• **Yönerge A**: "Can you find the blue trim" ifadesini içeren satırla "pixel 24 649" ifadesini içeren satır arasındaki kayıtları, her iki satır dahil olmak üzere, "soru" ve "cevap" adlı iki sütundan oluşan bir CSV olarak biçimlendiriniz. Her kayıt için bir satır kullanılmalı; kaydın metni ve cevabı, satır sonları boşluğa çevrilerek tırnak içinde tek birer alana yazılmalıdır.

• **Metin Bloğu**:
Âlem-i misallerin ekberinde sıra... İnsan-ı kâmillerin zirvesinin rüyasında.
Allah’ın güzel sözlerini bize taşıyanların sonuncusu Hazreti Muhammed’in Salat ve selam onun üzerine olsun, sadık rüyasından murat almaya yürüyoruz.
O (sav) uyuduğunda da kalbi uyanıktı şüphesiz, öyle söylüyordu...
“Biz peygamberler topluluğunun gözleri uyur, kalplerimiz uyumaz.”
Kendisini uyanık zannedip uyuyunca rahata ereceklerini sananlara da...
“İnsanlar uykudadır öldükleri zaman uyanırlar.” diyerek uyaran Resul’ün uyanıklığına şahitlik edip, ölmeden önce ölmeye niyetleniyoruz.
O halde vira Bismillah diyerek; o kutlu düşlerden birinde kendimizi bulmaya...
O rüyaya daha gerçekleşmeden inanmanın vecdinde sarhoşluğumuzu artırmaya...
Vedud olan Allah’a; âlem-i zuhurdaki ihsanlarıyla yetinmeyip, âdemi; âlem-i hayalden de mahrum etmediği için şükretmeye uyandıran rüyasından kâm almaya duralım.
Bir gece rüyasına özlem düştü Peygamberimizin (sav)... Hasret nâr oldu yaktı yüreğini Efendimizin...
Suretlerin umudu söndürdü ateşi ve muhteşem bir fethin sabahına eriştirdi O’nu...
Heyecanla anlattı arkadaşlarına içinde eksik, yanlış, aldatmacanın bulunması mümkünsüz rüyasını...
Rüyasında, ashabıyla birlikte saçlarını tıraş edip kısaltmış olarak, güven içinde Mekke'ye girdiğini görmüştü.
Anlattıkları heyecanları artırdı, kuvvetleri pekleştirdi ve Mekke yoluna revan etti onları...

• **Yönerge B**: Metin bloğunda "O (sav) uyuduğunda" ile "ereceklerini sananlara da..." arasındaki bölümü, her iki uç dahil olmak üzere, aynen yazınız.

• **Sağlanan Malzeme**:
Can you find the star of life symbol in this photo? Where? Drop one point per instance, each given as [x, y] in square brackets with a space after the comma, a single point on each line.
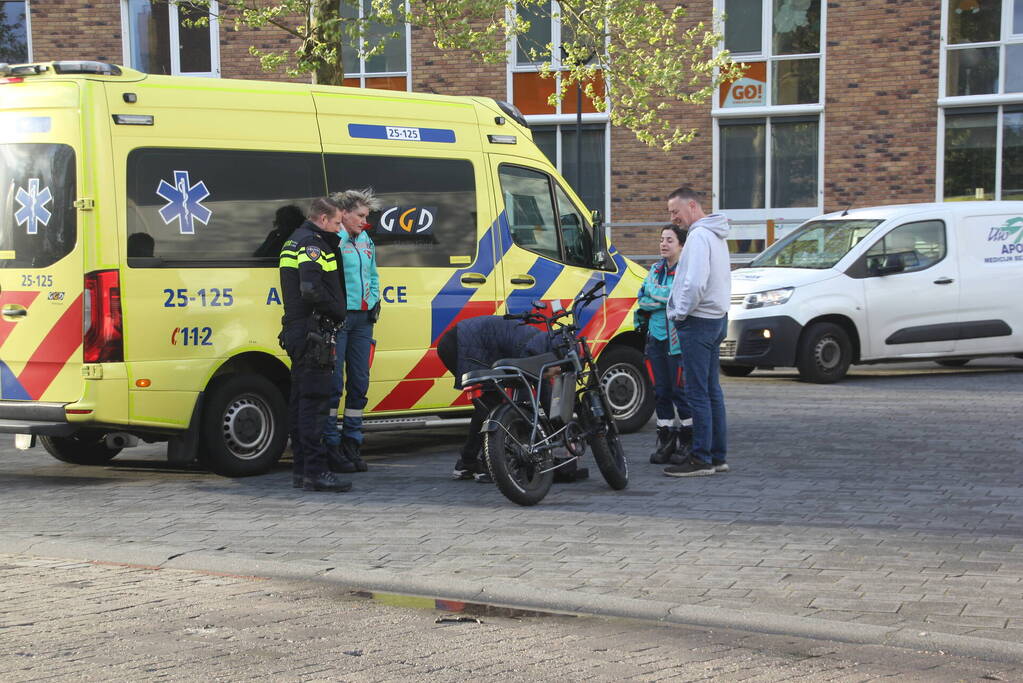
[33, 211]
[184, 202]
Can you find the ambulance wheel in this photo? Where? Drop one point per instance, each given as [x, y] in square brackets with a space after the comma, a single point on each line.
[84, 448]
[624, 375]
[825, 354]
[738, 370]
[245, 425]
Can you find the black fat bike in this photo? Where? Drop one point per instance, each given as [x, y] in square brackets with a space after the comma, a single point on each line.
[547, 402]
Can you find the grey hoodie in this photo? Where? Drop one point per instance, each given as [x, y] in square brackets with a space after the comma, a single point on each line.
[703, 278]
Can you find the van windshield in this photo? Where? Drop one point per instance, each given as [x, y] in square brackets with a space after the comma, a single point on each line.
[817, 244]
[38, 221]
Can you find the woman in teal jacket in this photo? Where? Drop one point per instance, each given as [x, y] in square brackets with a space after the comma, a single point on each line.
[358, 255]
[664, 354]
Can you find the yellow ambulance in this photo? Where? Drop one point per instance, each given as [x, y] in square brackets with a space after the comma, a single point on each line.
[139, 292]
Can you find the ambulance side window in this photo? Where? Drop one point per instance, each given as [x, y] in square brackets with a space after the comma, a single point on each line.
[530, 208]
[214, 208]
[428, 214]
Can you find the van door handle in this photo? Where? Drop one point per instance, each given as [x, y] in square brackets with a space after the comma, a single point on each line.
[14, 312]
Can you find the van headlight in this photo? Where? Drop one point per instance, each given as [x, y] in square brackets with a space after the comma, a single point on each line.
[758, 300]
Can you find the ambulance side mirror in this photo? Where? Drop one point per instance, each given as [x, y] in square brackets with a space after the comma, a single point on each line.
[601, 257]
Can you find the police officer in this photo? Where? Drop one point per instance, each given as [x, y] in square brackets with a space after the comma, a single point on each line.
[313, 287]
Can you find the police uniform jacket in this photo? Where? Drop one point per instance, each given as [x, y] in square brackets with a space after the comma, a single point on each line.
[312, 278]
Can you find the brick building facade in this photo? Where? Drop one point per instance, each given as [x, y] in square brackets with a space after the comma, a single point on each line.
[850, 103]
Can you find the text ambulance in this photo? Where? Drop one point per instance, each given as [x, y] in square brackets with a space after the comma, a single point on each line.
[132, 207]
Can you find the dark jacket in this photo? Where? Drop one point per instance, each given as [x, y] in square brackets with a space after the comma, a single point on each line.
[312, 278]
[487, 338]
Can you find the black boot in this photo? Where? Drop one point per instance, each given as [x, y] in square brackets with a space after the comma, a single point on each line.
[683, 448]
[350, 448]
[665, 446]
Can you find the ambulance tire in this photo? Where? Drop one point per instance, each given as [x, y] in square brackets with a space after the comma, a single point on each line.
[84, 448]
[624, 375]
[245, 425]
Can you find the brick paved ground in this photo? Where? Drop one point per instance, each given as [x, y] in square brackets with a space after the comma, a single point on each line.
[93, 622]
[891, 499]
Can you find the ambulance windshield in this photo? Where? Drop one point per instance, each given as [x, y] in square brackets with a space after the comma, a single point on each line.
[38, 221]
[817, 244]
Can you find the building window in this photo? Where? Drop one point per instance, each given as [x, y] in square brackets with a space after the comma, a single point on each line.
[559, 144]
[983, 157]
[389, 69]
[14, 33]
[163, 37]
[768, 163]
[984, 53]
[780, 40]
[981, 133]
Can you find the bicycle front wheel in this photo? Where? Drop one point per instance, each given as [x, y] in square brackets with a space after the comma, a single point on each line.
[603, 440]
[519, 474]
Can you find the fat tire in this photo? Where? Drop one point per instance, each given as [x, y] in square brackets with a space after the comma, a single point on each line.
[815, 360]
[738, 370]
[84, 448]
[607, 447]
[245, 425]
[627, 368]
[518, 484]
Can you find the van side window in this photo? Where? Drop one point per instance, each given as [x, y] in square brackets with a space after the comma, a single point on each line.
[530, 207]
[191, 208]
[919, 244]
[428, 212]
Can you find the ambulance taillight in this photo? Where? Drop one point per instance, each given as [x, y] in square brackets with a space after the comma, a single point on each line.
[102, 333]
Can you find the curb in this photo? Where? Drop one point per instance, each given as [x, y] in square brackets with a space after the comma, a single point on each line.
[517, 596]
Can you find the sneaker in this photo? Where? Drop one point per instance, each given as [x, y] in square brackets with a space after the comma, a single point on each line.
[465, 469]
[693, 467]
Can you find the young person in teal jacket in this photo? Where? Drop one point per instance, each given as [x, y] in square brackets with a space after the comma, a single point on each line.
[674, 421]
[355, 340]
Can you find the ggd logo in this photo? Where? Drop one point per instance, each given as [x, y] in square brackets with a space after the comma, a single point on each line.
[408, 220]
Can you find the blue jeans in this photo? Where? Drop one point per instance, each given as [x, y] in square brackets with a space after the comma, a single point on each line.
[701, 340]
[668, 390]
[354, 344]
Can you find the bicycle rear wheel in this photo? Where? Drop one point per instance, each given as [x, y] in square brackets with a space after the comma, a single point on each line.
[519, 475]
[608, 451]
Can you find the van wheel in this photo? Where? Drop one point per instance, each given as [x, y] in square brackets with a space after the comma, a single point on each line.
[84, 448]
[825, 354]
[623, 373]
[738, 370]
[245, 425]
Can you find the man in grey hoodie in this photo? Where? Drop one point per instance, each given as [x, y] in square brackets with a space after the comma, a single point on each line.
[698, 307]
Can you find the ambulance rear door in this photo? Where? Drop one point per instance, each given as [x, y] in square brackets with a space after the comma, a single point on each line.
[41, 245]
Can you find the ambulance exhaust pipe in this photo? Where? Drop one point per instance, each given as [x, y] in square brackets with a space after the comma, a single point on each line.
[120, 440]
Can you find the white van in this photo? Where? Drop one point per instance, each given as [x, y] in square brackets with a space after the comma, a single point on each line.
[907, 282]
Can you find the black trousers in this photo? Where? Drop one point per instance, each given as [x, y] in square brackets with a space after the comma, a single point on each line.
[308, 409]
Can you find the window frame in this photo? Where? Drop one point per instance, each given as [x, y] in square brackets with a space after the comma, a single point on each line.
[766, 55]
[362, 75]
[28, 29]
[174, 40]
[551, 185]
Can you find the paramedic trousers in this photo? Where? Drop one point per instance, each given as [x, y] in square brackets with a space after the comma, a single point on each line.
[669, 391]
[308, 405]
[351, 376]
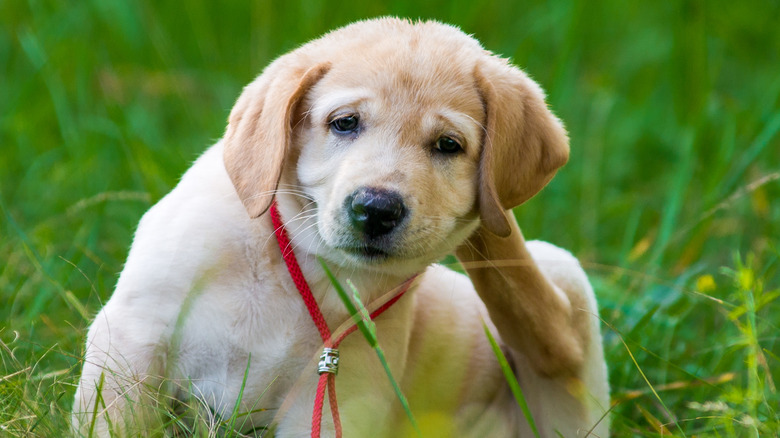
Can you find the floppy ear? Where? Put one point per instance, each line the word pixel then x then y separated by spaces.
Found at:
pixel 260 129
pixel 524 144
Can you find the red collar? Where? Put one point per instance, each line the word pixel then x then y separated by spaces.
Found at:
pixel 328 365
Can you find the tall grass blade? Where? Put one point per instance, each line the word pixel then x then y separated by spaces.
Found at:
pixel 367 327
pixel 511 380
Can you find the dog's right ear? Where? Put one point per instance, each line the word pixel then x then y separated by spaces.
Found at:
pixel 259 129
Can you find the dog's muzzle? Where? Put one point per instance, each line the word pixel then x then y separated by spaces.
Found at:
pixel 375 212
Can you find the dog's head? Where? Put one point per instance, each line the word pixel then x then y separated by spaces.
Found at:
pixel 398 139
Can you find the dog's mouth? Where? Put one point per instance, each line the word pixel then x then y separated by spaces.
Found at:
pixel 366 252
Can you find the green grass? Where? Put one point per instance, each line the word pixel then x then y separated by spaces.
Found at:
pixel 669 199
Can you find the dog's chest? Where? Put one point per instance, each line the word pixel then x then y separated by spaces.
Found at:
pixel 245 340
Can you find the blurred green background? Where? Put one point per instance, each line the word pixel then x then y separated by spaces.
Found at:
pixel 669 199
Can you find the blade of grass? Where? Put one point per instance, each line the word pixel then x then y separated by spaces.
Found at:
pixel 511 380
pixel 368 328
pixel 234 415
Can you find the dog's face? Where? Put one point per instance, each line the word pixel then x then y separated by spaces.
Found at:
pixel 400 138
pixel 390 157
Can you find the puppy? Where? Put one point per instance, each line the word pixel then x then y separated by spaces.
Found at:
pixel 382 147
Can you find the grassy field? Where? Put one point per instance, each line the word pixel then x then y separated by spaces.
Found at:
pixel 670 198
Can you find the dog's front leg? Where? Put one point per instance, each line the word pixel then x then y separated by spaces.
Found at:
pixel 533 314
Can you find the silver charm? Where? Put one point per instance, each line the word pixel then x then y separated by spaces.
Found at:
pixel 329 361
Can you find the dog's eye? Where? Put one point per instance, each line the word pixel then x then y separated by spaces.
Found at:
pixel 447 145
pixel 345 125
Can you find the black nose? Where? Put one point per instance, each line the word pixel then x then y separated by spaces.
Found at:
pixel 375 212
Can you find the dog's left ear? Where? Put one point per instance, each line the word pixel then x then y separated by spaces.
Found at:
pixel 259 131
pixel 524 144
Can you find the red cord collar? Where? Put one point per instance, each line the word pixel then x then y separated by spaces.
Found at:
pixel 328 365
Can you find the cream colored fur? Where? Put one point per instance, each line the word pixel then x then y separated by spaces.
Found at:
pixel 205 301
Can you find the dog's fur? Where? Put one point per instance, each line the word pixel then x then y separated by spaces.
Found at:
pixel 205 309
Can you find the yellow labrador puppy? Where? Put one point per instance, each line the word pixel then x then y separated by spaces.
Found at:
pixel 381 147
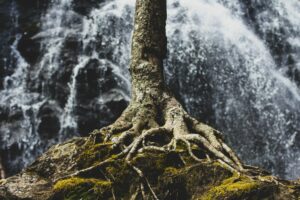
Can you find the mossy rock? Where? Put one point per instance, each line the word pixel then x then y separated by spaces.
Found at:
pixel 81 188
pixel 172 176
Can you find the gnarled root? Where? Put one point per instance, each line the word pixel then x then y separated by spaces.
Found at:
pixel 134 131
pixel 141 128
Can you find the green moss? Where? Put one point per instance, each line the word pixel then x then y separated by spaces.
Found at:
pixel 232 188
pixel 80 188
pixel 171 171
pixel 93 153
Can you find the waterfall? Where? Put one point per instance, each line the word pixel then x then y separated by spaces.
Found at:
pixel 233 64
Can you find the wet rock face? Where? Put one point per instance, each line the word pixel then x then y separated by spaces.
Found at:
pixel 55 101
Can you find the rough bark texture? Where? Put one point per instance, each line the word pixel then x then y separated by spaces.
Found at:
pixel 155 150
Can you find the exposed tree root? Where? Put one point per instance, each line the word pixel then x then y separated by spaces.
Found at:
pixel 137 130
pixel 142 128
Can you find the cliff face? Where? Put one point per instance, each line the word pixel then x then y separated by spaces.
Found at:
pixel 170 176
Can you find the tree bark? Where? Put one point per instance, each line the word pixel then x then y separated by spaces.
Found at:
pixel 149 47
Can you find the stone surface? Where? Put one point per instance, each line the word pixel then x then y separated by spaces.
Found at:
pixel 171 175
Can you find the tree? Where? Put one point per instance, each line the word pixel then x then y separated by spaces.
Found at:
pixel 153 110
pixel 99 167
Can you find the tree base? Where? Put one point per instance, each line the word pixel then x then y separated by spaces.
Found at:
pixel 141 128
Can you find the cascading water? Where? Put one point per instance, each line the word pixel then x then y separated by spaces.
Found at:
pixel 233 64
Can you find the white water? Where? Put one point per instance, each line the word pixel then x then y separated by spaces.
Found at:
pixel 220 66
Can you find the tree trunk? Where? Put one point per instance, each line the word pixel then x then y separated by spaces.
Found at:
pixel 153 109
pixel 149 46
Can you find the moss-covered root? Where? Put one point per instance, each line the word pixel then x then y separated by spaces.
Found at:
pixel 150 130
pixel 240 187
pixel 81 188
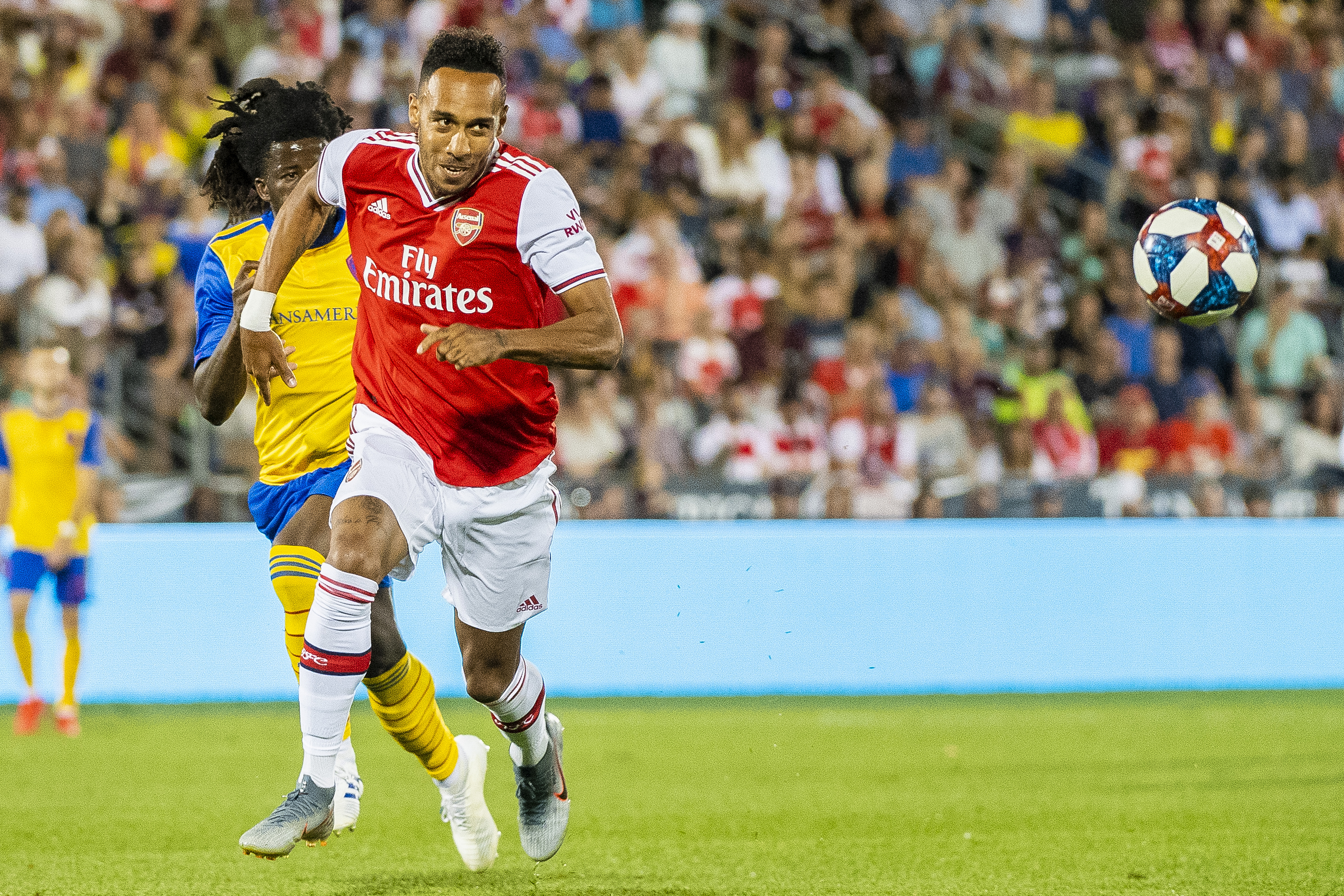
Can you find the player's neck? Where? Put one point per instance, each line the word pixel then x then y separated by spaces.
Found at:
pixel 458 194
pixel 50 406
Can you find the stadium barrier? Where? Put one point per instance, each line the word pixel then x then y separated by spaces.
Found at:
pixel 186 613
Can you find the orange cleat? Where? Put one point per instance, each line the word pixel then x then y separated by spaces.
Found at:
pixel 68 721
pixel 28 717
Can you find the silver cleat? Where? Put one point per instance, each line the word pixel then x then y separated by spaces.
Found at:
pixel 544 800
pixel 307 815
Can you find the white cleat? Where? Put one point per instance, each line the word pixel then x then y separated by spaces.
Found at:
pixel 350 788
pixel 475 834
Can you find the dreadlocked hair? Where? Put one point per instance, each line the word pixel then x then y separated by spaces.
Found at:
pixel 264 112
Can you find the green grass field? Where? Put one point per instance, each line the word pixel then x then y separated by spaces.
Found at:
pixel 1147 793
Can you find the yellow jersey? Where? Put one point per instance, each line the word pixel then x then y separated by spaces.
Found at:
pixel 41 456
pixel 306 428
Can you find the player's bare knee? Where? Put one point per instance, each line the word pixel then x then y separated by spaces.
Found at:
pixel 487 678
pixel 388 645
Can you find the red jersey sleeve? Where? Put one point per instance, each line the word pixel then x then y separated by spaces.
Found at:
pixel 552 236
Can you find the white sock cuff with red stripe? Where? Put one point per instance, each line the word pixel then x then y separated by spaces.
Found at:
pixel 518 711
pixel 346 585
pixel 521 705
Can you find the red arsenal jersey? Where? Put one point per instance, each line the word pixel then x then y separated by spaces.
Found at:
pixel 489 258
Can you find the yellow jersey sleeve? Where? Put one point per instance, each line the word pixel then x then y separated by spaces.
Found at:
pixel 304 429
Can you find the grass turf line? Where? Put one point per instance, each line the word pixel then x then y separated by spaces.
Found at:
pixel 1138 793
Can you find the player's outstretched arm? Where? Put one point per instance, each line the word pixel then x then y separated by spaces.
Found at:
pixel 589 339
pixel 298 226
pixel 221 381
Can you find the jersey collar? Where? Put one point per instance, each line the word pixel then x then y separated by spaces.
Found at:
pixel 268 218
pixel 423 186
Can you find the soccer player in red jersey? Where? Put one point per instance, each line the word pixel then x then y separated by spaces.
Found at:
pixel 456 241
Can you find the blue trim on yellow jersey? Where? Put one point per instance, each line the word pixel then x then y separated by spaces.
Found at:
pixel 216 291
pixel 214 304
pixel 92 453
pixel 269 219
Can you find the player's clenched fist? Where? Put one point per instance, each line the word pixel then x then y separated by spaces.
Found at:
pixel 267 358
pixel 462 344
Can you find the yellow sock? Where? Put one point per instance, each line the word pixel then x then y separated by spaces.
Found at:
pixel 72 667
pixel 294 575
pixel 404 702
pixel 24 649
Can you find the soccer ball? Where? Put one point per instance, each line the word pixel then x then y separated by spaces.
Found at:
pixel 1197 261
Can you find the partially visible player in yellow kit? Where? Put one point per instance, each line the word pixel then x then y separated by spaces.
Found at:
pixel 49 473
pixel 272 137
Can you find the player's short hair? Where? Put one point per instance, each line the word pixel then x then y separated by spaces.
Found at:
pixel 264 112
pixel 466 50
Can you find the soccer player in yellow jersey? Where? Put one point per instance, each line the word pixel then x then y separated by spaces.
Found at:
pixel 274 136
pixel 49 472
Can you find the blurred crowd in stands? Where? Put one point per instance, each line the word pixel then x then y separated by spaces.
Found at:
pixel 873 257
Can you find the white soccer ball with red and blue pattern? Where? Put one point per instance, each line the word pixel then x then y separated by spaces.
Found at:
pixel 1197 261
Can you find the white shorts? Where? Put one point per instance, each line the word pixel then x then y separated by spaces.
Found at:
pixel 497 541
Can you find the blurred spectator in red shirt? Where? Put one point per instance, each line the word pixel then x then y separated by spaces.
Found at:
pixel 1201 442
pixel 1070 451
pixel 846 378
pixel 1134 442
pixel 800 441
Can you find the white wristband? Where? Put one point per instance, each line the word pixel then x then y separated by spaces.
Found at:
pixel 257 311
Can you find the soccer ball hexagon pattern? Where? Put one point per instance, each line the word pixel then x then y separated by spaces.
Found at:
pixel 1197 261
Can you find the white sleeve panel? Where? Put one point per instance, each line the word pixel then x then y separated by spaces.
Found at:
pixel 552 237
pixel 331 167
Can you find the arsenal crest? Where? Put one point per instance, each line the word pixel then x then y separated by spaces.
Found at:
pixel 467 225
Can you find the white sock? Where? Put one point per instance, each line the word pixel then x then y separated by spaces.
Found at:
pixel 335 659
pixel 456 784
pixel 346 760
pixel 521 714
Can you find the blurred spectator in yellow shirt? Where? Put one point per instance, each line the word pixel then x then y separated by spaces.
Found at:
pixel 1045 132
pixel 193 113
pixel 144 140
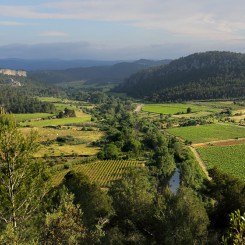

• **Görev Sonucu A**:
soru,cevap
"Can you find the blue trim on yellow jersey? Where? Put one point per instance, each line the word pixel then x then y separated by spaces. Found at:","pixel 216 291 pixel 214 304 pixel 92 453 pixel 269 219"
"Can you find the player's clenched fist? Where? Put one point per instance, each line the word pixel then x then y separated by spaces. Found at:","pixel 267 358 pixel 462 344"
"Can you find the yellow sock? Where? Put one point per instance, each line the word pixel then x then y separated by spaces. Found at:","pixel 72 667 pixel 294 575 pixel 404 702 pixel 24 649"

• **Görev Sonucu B**:
O (sav) uyuduğunda da kalbi uyanıktı şüphesiz, öyle söylüyordu...
“Biz peygamberler topluluğunun gözleri uyur, kalplerimiz uyumaz.”
Kendisini uyanık zannedip uyuyunca rahata ereceklerini sananlara da...